Available data:
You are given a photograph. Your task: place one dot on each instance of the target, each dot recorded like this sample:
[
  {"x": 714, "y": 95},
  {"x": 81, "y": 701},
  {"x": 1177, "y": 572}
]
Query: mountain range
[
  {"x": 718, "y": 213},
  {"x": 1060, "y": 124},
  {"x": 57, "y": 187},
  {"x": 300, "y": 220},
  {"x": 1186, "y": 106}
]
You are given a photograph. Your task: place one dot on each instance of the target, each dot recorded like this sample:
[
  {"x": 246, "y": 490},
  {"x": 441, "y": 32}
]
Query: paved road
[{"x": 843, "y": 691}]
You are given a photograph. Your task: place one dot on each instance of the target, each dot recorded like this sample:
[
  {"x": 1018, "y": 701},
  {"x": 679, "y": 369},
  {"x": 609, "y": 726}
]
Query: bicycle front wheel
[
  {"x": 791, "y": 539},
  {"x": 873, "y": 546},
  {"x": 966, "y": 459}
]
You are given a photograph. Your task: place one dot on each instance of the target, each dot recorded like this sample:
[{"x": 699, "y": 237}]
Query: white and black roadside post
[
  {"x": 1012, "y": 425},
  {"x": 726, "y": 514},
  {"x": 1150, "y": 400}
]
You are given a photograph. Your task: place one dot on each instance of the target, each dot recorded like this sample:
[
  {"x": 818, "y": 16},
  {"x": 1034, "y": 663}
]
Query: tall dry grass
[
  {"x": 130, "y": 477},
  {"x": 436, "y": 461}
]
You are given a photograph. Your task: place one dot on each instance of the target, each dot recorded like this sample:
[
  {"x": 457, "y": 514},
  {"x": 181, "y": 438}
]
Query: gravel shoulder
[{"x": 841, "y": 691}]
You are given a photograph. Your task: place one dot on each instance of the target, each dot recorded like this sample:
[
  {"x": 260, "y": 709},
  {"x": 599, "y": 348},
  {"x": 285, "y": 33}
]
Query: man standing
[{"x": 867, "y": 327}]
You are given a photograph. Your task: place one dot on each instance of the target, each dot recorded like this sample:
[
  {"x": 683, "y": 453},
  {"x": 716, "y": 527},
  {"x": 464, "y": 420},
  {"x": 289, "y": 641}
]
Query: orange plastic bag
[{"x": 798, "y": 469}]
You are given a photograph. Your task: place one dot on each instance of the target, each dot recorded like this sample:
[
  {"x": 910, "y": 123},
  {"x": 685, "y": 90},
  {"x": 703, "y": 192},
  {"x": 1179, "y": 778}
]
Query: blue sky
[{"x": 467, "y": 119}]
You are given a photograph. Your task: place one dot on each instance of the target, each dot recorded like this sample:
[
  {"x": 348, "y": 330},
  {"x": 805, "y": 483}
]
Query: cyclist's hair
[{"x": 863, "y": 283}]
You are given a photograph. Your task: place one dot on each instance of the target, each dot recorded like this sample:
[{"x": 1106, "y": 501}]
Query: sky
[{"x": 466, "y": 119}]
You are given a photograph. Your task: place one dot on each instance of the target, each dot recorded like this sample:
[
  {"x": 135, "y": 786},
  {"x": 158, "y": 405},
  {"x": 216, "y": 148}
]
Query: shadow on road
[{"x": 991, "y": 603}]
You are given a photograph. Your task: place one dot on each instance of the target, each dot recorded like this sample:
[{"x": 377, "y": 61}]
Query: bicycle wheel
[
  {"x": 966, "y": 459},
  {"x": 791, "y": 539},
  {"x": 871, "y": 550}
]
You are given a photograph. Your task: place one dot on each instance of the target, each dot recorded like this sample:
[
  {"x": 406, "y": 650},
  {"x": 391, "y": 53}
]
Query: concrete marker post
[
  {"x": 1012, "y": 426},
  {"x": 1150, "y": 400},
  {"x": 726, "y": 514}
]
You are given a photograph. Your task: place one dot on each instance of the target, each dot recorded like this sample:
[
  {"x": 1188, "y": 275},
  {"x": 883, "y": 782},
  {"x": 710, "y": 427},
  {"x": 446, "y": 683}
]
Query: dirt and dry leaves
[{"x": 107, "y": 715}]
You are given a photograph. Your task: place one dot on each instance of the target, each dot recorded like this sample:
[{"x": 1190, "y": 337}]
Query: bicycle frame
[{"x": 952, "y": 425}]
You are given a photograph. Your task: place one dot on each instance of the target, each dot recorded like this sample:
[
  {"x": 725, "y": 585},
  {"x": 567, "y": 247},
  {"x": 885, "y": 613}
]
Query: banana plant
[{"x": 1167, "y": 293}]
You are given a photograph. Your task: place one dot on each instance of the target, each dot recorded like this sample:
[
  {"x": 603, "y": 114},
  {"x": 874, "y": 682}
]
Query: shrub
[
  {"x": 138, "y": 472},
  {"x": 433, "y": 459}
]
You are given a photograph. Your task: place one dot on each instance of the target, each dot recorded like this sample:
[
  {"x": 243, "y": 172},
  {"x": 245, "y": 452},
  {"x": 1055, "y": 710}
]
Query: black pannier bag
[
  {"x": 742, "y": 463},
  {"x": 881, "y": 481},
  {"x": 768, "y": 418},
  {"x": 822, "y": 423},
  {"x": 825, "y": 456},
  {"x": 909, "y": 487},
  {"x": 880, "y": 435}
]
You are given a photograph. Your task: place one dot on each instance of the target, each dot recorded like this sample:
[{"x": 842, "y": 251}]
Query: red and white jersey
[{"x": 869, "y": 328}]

Exercise goal: Each entry above should be output again, precisely as given.

Solution to this exercise:
You are given a photograph. Your task: place one dot on each instance of the target, each dot recorded like this sample:
[
  {"x": 714, "y": 95},
  {"x": 81, "y": 701},
  {"x": 1177, "y": 572}
]
Query: mountain range
[
  {"x": 718, "y": 213},
  {"x": 1060, "y": 124},
  {"x": 57, "y": 187},
  {"x": 300, "y": 220},
  {"x": 1186, "y": 106}
]
You are given a photograph. Your task: place one dot on each instance of the target, each dot recorded like this sample:
[
  {"x": 246, "y": 490},
  {"x": 441, "y": 32}
]
Query: paved road
[{"x": 843, "y": 691}]
You are given a photograph. Your task: place one dot on each instance of the target, each dot recorded like this sample:
[
  {"x": 1018, "y": 701},
  {"x": 679, "y": 369},
  {"x": 609, "y": 726}
]
Query: bicycle front wheel
[
  {"x": 791, "y": 539},
  {"x": 873, "y": 546},
  {"x": 966, "y": 459}
]
You are given a photograph. Your task: place one dot on each instance of the target, each dot recorded like this sample:
[{"x": 699, "y": 237}]
Query: white and black roadside post
[
  {"x": 1012, "y": 425},
  {"x": 726, "y": 514},
  {"x": 1150, "y": 400}
]
You are given a photograph. Your task: place one dot on each instance of the target, each dot recorded like this sample:
[
  {"x": 818, "y": 16},
  {"x": 1034, "y": 663}
]
Query: tall dry grass
[
  {"x": 130, "y": 477},
  {"x": 436, "y": 461}
]
You are given a photograph. Your task: place one dot on each instance of the target, each dot recorded like this sample:
[
  {"x": 457, "y": 514},
  {"x": 181, "y": 438}
]
Query: gravel shoulder
[{"x": 841, "y": 691}]
You are given a photograph. Your task: place one dot on each instance of the target, each dot recorded like this sample:
[
  {"x": 260, "y": 709},
  {"x": 599, "y": 348},
  {"x": 285, "y": 33}
]
Query: man standing
[{"x": 867, "y": 327}]
You are given a photograph. Your task: place one dot on each instance of the target, each dot recorded like this sample:
[
  {"x": 683, "y": 453},
  {"x": 716, "y": 527},
  {"x": 464, "y": 420},
  {"x": 289, "y": 641}
]
Query: orange plastic bag
[{"x": 798, "y": 469}]
You are given a photograph. Your task: place one dot on each instance of the target, each dot recorded like this sample:
[
  {"x": 910, "y": 123},
  {"x": 685, "y": 90},
  {"x": 703, "y": 192},
  {"x": 1179, "y": 778}
]
Query: blue sky
[{"x": 467, "y": 119}]
You are given a photograph. Your task: place one dot on each instance of the target, each dot recorded like this sample:
[
  {"x": 348, "y": 330},
  {"x": 805, "y": 483}
]
Query: cyclist's hair
[{"x": 863, "y": 283}]
You are given a photograph. Your task: place one dot on each instance of the target, each dot recorded like this sample:
[{"x": 1106, "y": 501}]
Query: sky
[{"x": 466, "y": 119}]
You are given a photograph. Your task: place one dot on each instance of the target, each dot recorded like this sample:
[
  {"x": 135, "y": 786},
  {"x": 158, "y": 405},
  {"x": 216, "y": 148}
]
Query: shadow on road
[{"x": 991, "y": 603}]
You are given a photograph. Your task: place one dot on each instance of the target, each dot recorded like this sample:
[{"x": 377, "y": 61}]
Query: bicycle wheel
[
  {"x": 966, "y": 459},
  {"x": 791, "y": 539},
  {"x": 871, "y": 550}
]
You are given a photograph. Your task: place one dot on each instance of the target, each dot recorded like this sample:
[
  {"x": 406, "y": 650},
  {"x": 391, "y": 53}
]
Query: concrete marker post
[
  {"x": 1012, "y": 426},
  {"x": 1150, "y": 400},
  {"x": 726, "y": 514}
]
You are given a photograph. Your task: place one dot on each instance of the target, each dot recorded like this sample:
[
  {"x": 1188, "y": 275},
  {"x": 883, "y": 782},
  {"x": 710, "y": 427},
  {"x": 446, "y": 683}
]
Query: dirt and dry leaves
[{"x": 107, "y": 715}]
You are given a photograph. Your task: place one dot on each instance of the target, each dot recorded like this sample:
[{"x": 1190, "y": 337}]
Query: bicycle frame
[{"x": 952, "y": 425}]
You are given a photograph. Your task: place one dot on each instance of the target, each dot recorded like this sample:
[
  {"x": 725, "y": 585},
  {"x": 567, "y": 247},
  {"x": 885, "y": 613}
]
Query: banana plant
[{"x": 1167, "y": 293}]
You are given a photograph. Your task: place one dot on each instance of the target, each dot recorded like this sample:
[
  {"x": 603, "y": 114},
  {"x": 874, "y": 682}
]
Query: shrub
[
  {"x": 138, "y": 472},
  {"x": 433, "y": 459}
]
You are given a photograph. Your task: place one dot on each instance of the target, each dot recorded like this sample:
[
  {"x": 243, "y": 172},
  {"x": 245, "y": 452},
  {"x": 1055, "y": 710}
]
Query: black pannier bag
[
  {"x": 742, "y": 463},
  {"x": 881, "y": 481},
  {"x": 768, "y": 418},
  {"x": 822, "y": 423},
  {"x": 825, "y": 456},
  {"x": 909, "y": 487},
  {"x": 880, "y": 435}
]
You are given a photograph. Your task: place one dot on each instance of the target, each dot recorded like this sample:
[{"x": 842, "y": 251}]
Query: red and white jersey
[{"x": 869, "y": 328}]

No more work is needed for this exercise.